> _The exercise_
In the text below about Quark scripts, which helper function can a replayable script use to clear the nonce?

Quark is an Ethereum smart contract wallet system, designed to run custom code — termed Quark Operations — with each transaction. Quark scripts are the custom code that run in the context of a Quark wallet. Scripts are versatile and allow Quark wallets to execute any arbitrary code, which can enable use-cases such as flashloaning and repaying a borrow in a single transaction.

Quark Script Features

Replayable Scripts

Replayable scripts are Quark scripts that can re-executed multiple times using the same signature of a Quark operation. More specifically, replayable scripts explicitly clear the nonce used by the transaction (can be done via the allowReplay helper function in QuarkScript.sol) to allow for the same nonce to be re-used with the same script address.

An example use-case for replayable scripts is recurring purchases. If a user wanted to buy X WETH using 1,000 USDC every Wednesday until 10,000 USDC is spent, they can achieve this by signing a single Quark operation of a replayable script (example). A submitter can then submit this same signed Quark operation every Wednesday to execute the recurring purchase. The replayable script should have checks to ensure conditions are met before purchasing the WETH.

> _Records supplied_

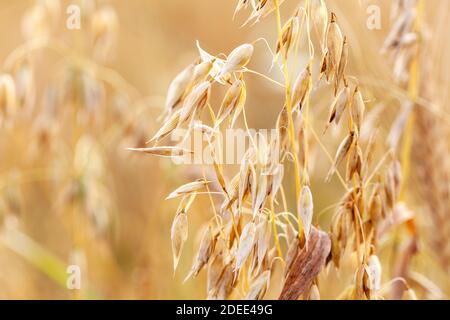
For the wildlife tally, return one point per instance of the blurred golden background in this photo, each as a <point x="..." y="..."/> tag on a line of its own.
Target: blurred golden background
<point x="70" y="191"/>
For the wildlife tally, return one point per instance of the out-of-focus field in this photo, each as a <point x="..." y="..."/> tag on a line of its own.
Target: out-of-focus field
<point x="70" y="192"/>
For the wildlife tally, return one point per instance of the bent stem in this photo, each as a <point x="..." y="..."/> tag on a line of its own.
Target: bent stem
<point x="290" y="120"/>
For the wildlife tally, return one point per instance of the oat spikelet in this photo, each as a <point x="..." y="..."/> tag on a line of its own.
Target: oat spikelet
<point x="179" y="235"/>
<point x="306" y="209"/>
<point x="341" y="153"/>
<point x="306" y="265"/>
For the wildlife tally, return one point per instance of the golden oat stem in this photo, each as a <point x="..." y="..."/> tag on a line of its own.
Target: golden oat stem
<point x="216" y="217"/>
<point x="413" y="87"/>
<point x="290" y="120"/>
<point x="274" y="227"/>
<point x="330" y="158"/>
<point x="213" y="118"/>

> _Exercise result_
The allowReplay helper function in QuarkScript.sol.